Junk bonds make a comeback

The numbers suggest there’s a very real possibility that value investors will be wading back into the bond market despite all the negativity surrounding them

Bill Gross says the selloff in junk bonds is starting to make them look cheap compared with stocks. Going by one widely followed measure, it’s true.
 
Amid an almost 6 percent selloff in high-yield debt this year, speculative-grade credit is yielding 3.52 percentage points more than stocks in the Standard & Poor’s 500 Index are earning -- the widest spread since 2010, according to data compiled by Bloomberg. Since the start of the 6 1/2-year bull market, junk securities have held an advantage of less than half that -- 1.36 percent -- over equity counterparts, the data show.
 
Speaking in an interview with CNBC on Monday, Gross, the manager of the $1.3 billion Janus Global Unconstrained Bond Fund, said the junk selloff has made this a “perfect time” to take advantage of an “illiquidity discount.”
 
“The junk market is attractive,” said John Manley, who helps oversee about $233 billion as chief equity strategist for Wells Fargo Funds Management in New York. “The selloff tells me that people are particularly worried about some sort of crisis or meltdown. But the more people worry, the less likely it is to happen, so some investors are viewing this as an ideal entry point.”

********************

> _COMPLETE THE FOLLOWING_
**a)** Answer these from the junk bonds article:
(i) How large is the fund that Bill Gross manages?
(ii) By how many percentage points does speculative-grade credit's yield exceed what stocks in the Standard & Poor's 500 Index are earning?
(iii) What is John Manley's title?
**b)** Print the part of the junk bonds article starting with "Bill Gross says" and going on through "the data show.".
The material that comes next is separate from the junk bonds article.

********************

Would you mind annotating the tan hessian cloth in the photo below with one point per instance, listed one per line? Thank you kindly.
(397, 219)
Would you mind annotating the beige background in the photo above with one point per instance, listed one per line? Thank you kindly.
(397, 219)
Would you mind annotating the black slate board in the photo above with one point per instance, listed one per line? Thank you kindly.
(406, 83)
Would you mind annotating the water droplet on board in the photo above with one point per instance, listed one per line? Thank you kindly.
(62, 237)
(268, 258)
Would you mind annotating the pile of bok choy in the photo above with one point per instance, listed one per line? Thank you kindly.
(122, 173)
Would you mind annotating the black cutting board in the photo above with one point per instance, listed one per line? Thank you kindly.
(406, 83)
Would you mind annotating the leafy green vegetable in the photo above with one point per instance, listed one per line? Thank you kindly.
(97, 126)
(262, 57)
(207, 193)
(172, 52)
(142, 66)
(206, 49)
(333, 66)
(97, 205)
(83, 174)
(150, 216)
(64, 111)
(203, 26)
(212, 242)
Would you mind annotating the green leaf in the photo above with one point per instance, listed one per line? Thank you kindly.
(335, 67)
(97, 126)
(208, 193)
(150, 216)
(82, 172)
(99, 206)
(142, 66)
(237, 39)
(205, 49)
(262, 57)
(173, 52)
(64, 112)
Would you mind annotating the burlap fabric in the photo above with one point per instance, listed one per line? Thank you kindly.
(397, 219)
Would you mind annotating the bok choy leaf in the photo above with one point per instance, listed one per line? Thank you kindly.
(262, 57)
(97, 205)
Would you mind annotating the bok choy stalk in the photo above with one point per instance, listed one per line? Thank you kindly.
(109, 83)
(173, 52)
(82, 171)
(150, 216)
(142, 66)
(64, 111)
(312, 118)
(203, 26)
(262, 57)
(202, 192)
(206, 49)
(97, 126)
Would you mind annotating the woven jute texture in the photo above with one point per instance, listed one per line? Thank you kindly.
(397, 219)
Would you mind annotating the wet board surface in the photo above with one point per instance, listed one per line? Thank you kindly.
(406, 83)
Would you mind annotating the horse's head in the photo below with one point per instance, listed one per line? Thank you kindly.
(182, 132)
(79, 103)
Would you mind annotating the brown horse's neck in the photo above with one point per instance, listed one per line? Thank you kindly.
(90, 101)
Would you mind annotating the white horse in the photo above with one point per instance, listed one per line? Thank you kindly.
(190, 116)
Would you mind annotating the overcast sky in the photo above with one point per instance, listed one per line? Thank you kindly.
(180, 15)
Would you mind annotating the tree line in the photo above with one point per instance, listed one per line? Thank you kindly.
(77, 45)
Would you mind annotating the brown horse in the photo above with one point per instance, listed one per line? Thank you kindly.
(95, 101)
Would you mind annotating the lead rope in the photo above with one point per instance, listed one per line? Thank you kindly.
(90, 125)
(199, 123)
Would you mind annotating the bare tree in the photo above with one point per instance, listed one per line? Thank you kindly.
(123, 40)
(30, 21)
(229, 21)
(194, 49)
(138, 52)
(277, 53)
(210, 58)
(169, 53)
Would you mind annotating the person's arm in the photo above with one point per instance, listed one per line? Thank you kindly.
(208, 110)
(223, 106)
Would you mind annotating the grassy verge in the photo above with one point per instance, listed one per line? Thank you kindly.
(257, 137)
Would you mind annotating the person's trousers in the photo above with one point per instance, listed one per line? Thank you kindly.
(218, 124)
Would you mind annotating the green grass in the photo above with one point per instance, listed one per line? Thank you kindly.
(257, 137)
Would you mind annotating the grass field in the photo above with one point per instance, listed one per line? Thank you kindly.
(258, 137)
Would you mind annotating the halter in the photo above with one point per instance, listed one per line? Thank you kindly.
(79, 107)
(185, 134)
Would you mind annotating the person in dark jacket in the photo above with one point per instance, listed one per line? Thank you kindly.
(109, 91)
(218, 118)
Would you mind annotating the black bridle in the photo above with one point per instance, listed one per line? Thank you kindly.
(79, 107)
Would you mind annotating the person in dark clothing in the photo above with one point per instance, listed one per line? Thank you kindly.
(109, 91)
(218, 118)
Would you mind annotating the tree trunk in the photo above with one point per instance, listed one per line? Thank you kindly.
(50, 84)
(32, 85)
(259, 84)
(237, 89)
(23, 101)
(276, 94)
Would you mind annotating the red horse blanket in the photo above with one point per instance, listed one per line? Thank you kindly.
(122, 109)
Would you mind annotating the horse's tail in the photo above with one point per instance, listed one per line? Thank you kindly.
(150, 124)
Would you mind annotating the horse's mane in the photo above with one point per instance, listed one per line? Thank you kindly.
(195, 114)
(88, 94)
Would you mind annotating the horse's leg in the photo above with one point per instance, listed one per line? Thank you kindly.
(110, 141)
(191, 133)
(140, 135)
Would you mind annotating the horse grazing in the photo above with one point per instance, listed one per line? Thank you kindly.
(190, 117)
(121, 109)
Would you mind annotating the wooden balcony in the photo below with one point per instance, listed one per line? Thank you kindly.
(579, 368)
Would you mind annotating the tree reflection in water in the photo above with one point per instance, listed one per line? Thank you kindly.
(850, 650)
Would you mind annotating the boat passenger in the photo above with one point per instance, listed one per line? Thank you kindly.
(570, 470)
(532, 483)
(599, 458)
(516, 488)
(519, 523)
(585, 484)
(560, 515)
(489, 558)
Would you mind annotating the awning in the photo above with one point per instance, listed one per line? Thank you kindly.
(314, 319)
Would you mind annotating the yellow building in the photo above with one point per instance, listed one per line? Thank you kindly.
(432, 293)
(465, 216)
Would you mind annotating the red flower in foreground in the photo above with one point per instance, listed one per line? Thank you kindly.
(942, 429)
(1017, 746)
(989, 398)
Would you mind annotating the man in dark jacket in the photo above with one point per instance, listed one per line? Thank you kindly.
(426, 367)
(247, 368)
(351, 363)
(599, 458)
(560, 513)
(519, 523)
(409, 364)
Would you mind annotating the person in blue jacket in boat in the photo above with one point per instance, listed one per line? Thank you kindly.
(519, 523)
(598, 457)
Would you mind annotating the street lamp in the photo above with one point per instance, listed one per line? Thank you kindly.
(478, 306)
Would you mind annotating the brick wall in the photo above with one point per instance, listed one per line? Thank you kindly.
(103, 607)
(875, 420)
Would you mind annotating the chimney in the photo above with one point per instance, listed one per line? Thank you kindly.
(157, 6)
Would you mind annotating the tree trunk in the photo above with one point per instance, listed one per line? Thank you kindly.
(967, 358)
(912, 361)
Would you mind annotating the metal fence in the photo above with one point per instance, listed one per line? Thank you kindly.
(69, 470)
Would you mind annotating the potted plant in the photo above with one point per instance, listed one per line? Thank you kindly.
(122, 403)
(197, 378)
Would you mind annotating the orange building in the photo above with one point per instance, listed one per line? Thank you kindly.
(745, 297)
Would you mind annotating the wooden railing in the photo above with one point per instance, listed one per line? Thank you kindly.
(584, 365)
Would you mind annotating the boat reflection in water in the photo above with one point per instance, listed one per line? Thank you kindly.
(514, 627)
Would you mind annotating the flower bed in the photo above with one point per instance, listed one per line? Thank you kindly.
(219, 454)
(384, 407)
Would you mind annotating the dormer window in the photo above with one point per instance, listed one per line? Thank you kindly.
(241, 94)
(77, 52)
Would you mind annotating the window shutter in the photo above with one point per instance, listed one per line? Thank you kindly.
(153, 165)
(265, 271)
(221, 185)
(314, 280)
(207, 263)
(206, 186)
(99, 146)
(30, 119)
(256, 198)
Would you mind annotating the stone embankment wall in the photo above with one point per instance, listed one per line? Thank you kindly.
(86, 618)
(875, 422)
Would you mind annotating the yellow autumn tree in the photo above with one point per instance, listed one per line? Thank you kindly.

********************

> _ANSWERS TO THE EXERCISE_
**a)**
(i) $1.3 billion
(ii) 3.52 percentage points
(iii) Chief equity strategist for Wells Fargo Funds Management

**b)**
Bill Gross says the selloff in junk bonds is starting to make them look cheap compared with stocks. Going by one widely followed measure, it’s true.
 
Amid an almost 6 percent selloff in high-yield debt this year, speculative-grade credit is yielding 3.52 percentage points more than stocks in the Standard & Poor’s 500 Index are earning -- the widest spread since 2010, according to data compiled by Bloomberg. Since the start of the 6 1/2-year bull market, junk securities have held an advantage of less than half that -- 1.36 percent -- over equity counterparts, the data show.